### 本文
叔母(姪の母)は姉(スティーヴィーの母)にどうしてくれるのよ!と詰め寄り、友人は「俺にだって今度娘が生まれるんだ。俺の娘に手を出したら許さねぇよ」と吐き捨てる。


性犯罪は決して許されるものではない。ましてや、それが子供に対するものならばなおさらだ。
いくらスティーヴィーが虐待にあっていたって、レイプをされた経験があったって、そんなものは連鎖してはならないのである。
監督は彼を非難することはないが、「カウンセリングを受けてみてはどうか」と薦める。
そんな監督のアドヴァイスをスティーヴィーは「いやだ」と拒否する。
しかし監督は、拒否されても、スティーヴィーの傍を離れないのである。彼が間違った判断を下しても、釣りをしていても、友人らに攻められようとも。いつまでも、いつまでも。


最初に書いた環境や、スティーヴィーの起こした犯罪や彼の態度だけを読むと、本当に救いようのないどうしようもねえ世界、どうしようもねえ奴と簡単に烙印を押してしまうかもしれない。
「ホワイトトラッシュだからしょうがない」の一言で片付けられてしまうかもしれない。
ましてやこの日本においては、「アメリカは大変だ、うちは関係ないけど」なんて切り捨ててしまうこともあるだろう。


もう何度も何度も書いているけれど、
関係ないことじゃねえよ


日本にもスティーヴィーと同じような状況の階層がある。
私はスティーヴィーと同じような閉塞的な世界に住んでいる人たちを知っている。
それもとても身近なところに、だ。
私が単に治安の悪いところに身を置いているからではない。
私はそこに身を置くある人物とずっと離れることがない。だから私はずっと、そういう環境や、その人の周りで起こる出来事、そしてその人自身に降りかかった災難を他人事だとか関係ないだとか思えなかった。そこから抜け出して欲しくて、その人と会うのはやめなかった。「あいつはダメだ」なんて烙印を押す連中には本当にうんざりした。
私がその人にしてあげたことは、今思えば何もない。多少のアドバイスは言ったけれど、結局は話を聞いただけだ。
でもその人は抜け出した。その人は自分の力で今に至ったのだ。
その人の世界は、今も昔も、おそらくこの先もその人の住む町しかない。
信じられないかもしれないが、東京に程近い町に住んでいるにも関わらず、その人は「東京に出る」という言い方をするのだ。
私はその人に会いに、その人の町に行く。その町を訪れるのをやめることは、考えられない。たぶん死ぬまで付き合っていくことだろう。


だから、いくらスティーヴィーが拒否しようとこの監督がスティーヴィーの傍に居続けた気持ちは、とてもよくわかるのである。
他の人を変えることなんでできないのだ。
自分を変えられるのは自分しかいない。
他の人の前では自分なんて無力なんである。
自分にできることは、その彼あるいは彼女を拒否せずに見守ることだけだ。変わるのをずっと待っていてあげることだけだ。
監督は実に10年間、スティーヴィーを撮り続けた。

### 抽出項目
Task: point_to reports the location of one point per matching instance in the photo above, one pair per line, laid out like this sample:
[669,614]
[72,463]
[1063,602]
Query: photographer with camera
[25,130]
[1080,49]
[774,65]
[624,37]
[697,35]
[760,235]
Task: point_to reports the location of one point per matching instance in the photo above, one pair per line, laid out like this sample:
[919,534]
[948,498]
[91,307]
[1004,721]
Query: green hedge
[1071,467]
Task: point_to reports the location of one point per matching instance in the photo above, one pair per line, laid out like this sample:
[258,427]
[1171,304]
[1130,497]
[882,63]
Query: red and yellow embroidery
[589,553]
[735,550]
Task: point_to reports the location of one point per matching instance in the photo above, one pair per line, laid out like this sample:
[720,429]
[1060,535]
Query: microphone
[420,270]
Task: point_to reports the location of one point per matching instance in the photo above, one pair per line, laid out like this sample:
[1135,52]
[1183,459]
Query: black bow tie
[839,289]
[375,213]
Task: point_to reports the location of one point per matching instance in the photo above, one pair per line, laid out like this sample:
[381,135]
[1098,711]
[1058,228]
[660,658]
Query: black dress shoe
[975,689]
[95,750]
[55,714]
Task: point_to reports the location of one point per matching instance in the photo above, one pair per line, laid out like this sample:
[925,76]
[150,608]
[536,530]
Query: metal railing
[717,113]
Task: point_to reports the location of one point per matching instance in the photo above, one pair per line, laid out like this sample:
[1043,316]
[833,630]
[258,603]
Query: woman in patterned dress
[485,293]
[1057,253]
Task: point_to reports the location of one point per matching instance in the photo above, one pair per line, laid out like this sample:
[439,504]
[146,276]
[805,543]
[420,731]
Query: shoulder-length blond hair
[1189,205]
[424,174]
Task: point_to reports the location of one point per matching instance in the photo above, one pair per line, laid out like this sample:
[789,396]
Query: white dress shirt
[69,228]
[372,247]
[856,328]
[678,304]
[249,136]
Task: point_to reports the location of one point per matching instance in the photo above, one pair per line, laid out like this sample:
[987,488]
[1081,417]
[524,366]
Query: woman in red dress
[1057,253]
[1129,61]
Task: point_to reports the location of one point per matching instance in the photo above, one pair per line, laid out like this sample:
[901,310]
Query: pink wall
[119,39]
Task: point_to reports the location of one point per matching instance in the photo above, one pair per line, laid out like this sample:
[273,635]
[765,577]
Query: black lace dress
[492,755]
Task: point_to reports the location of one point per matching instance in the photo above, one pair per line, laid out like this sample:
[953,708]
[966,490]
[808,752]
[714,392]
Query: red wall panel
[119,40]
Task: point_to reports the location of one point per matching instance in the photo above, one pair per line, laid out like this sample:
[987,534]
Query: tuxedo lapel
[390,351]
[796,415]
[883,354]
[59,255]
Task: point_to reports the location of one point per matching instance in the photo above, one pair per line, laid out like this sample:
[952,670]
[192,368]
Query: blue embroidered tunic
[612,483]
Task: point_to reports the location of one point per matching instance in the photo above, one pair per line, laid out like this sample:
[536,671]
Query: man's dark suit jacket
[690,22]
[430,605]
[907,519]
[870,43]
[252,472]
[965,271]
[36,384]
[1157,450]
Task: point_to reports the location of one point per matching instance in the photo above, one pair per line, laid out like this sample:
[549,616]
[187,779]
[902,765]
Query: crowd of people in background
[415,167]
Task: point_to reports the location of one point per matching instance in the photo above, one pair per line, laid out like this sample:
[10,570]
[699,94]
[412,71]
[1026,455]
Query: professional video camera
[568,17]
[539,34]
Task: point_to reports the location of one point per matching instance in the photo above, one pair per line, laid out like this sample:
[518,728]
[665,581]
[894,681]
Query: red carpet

### 課題 A
スティーヴィーについての本文にある「自分を変えられるのは自分しかいない。」という一文を、英語に訳すとどうなりますか?
### 課題 B
スティーヴィーについての本文のうち、「私はそこに身を置くある人物と」から「他の人を変えることなんでできないのだ。」までを、その語句も含めて書き写してください。
### 課題 C
スティーヴィーについての本文を、最後の一文の後から引き継いで書き進めてください。

### 解答 A
The only one who can change you is yourself.

### 解答 B
私はそこに身を置くある人物とずっと離れることがない。だから私はずっと、そういう環境や、その人の周りで起こる出来事、そしてその人自身に降りかかった災難を他人事だとか関係ないだとか思えなかった。そこから抜け出して欲しくて、その人と会うのはやめなかった。「あいつはダメだ」なんて烙印を押す連中には本当にうんざりした。
私がその人にしてあげたことは、今思えば何もない。多少のアドバイスは言ったけれど、結局は話を聞いただけだ。
でもその人は抜け出した。その人は自分の力で今に至ったのだ。
その人の世界は、今も昔も、おそらくこの先もその人の住む町しかない。
信じられないかもしれないが、東京に程近い町に住んでいるにも関わらず、その人は「東京に出る」という言い方をするのだ。
私はその人に会いに、その人の町に行く。その町を訪れるのをやめることは、考えられない。たぶん死ぬまで付き合っていくことだろう。


だから、いくらスティーヴィーが拒否しようとこの監督がスティーヴィーの傍に居続けた気持ちは、とてもよくわかるのである。
他の人を変えることなんでできないのだ。

### 解答 C
ティーヴィーは頑固にすべてを拒否することもあったが、自分の力で自分を変えようという方向に動き出す。彼の世界の全てであるイリノイ州の田舎町からも出る。憎み続けた母とも和解をするし、彼の人生は少しづついい方向に向かうと思われた。
しかしフィクションではない生身の人間であるスティーヴィーは、皆が「善い」とする方向には簡単には向かっていかない。
でも、何があっても、自分の意にそぐわなくても、見守るしかないのだ。受け入れるとはそういうことである。
関係ないよ、と切り捨てるなんてもってのほかだ。


関係ない、どうだっていい、というのは他人と向き合えない、そして自分とも向き合えない弱い人間の吐く言葉だと真剣に思う。
ティーヴィーはどうだっていいだろ、関係ないだろ、という態度を取り続けるから、なおさらだ。


でもスティーヴィーの周りには、幸運なことに弱い人間はあまりいないのだ。
いるとしても、それは母親のみ。
妹はスティーヴィーほど酷い虐待は受けていないにしろ、同じ環境でずっと育ち、兄に性的いたずらをされた経験もありながら
結婚してスティーヴィーの面倒すらも見ている。本人も子宮内膜症という病を持ちながら(これは本当に辛い病だ)子供を持つという希望を捨てていない。
叔母は、姉であるスティーヴィーの母の「親に口出しをしたら叩くのは当たり前。私はそうされてきた」という言葉に対し、
「私はそんなことは自分はしないって決めたの。こんな思いをするのは私だけで終わりにしたわ」ときっぱりと言う。
また、自分の娘を酷い目に合わせた甥に対して、本当は憎んでもいい立場にありながら
「スティーヴィーのことは憎いんじゃない。憐れんでいるわ。これを機会に立ち直って欲しい」
と願うのである。
そして誰よりも強いなあ、と思ったのはスティーヴィーの婚約者の親友であるパトリシア(重度の障害者)
「黒人がうじゃうじゃいやがる。あいつらは人間じゃねえよ」ということを無責任に言うスティーヴィーに対して
「(シカゴで)もし倒れて、隣に黒人しかいなかったらどうするの?そんなことは言うべきではないわ」とはっきり言うし、
婚約者と結婚して子供が生まれても親に見せない、といえばそれは違うわ、と意見する。
彼女が障害者となったきっかけは、義理の父によるレイプが関係しているらしく、「私は結婚はできないわ」「どうしてもあの時のことを思い出してしまう」と告白しながらも、スティーヴィーを決して拒否しない姿には本当に胸を打たれた。


彼女たちには世界がここしかないから、他に逃げるところがない。
でもだからといって絶望はしないし、自暴自棄にもならない。目の前のものを受け入れて、前進していく。
だってここで生きていくしかないから。
彼女たちは世界ととことん向き合っている。女に限らず男も強い。
そんな彼らがスティーヴィーを見捨てないことが、何よりも素晴らしい。
「赦す」とは、彼らや、この映画を撮り続けた監督が行っている行為なんじゃないかと思った。
彼らの世界であるこの町は、どこまでも閉じているようで、やはりどこまでも無限だ。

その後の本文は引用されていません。